(Referring expression pointing data)
——

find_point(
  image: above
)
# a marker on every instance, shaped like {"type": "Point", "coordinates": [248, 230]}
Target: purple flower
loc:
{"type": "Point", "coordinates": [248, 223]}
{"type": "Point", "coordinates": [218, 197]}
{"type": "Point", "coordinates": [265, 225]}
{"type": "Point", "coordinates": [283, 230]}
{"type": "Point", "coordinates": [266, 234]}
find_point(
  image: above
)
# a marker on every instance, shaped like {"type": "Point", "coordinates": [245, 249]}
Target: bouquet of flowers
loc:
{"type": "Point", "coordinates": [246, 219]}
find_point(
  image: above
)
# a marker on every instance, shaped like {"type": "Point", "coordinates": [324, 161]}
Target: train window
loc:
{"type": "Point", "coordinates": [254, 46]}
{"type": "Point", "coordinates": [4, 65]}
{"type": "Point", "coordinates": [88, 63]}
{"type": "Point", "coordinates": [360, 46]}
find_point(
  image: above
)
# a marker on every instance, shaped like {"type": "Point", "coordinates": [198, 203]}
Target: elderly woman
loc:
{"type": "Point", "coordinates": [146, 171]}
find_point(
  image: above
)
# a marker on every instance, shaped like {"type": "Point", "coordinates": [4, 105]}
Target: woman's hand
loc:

——

How to complete this task —
Repeat each entry word for word.

Task response —
find_point(
  image: above
)
# a marker on every instance, shaped like {"type": "Point", "coordinates": [248, 230]}
Target: purple flower
loc:
{"type": "Point", "coordinates": [248, 223]}
{"type": "Point", "coordinates": [218, 197]}
{"type": "Point", "coordinates": [265, 225]}
{"type": "Point", "coordinates": [283, 230]}
{"type": "Point", "coordinates": [266, 234]}
find_point(
  image: above
)
# a marker on every instance, shaped like {"type": "Point", "coordinates": [245, 249]}
Target: bouquet of flowers
loc:
{"type": "Point", "coordinates": [246, 219]}
find_point(
  image: above
)
# a marker on every instance, shaped like {"type": "Point", "coordinates": [324, 161]}
Target: train window
loc:
{"type": "Point", "coordinates": [254, 46]}
{"type": "Point", "coordinates": [4, 65]}
{"type": "Point", "coordinates": [88, 63]}
{"type": "Point", "coordinates": [360, 46]}
find_point(
  image: above
)
# a marker on every instance, shaped like {"type": "Point", "coordinates": [198, 203]}
Target: elderly woman
loc:
{"type": "Point", "coordinates": [146, 171]}
find_point(
  image: above
)
# a marker on every instance, shaped like {"type": "Point", "coordinates": [4, 105]}
Target: woman's hand
loc:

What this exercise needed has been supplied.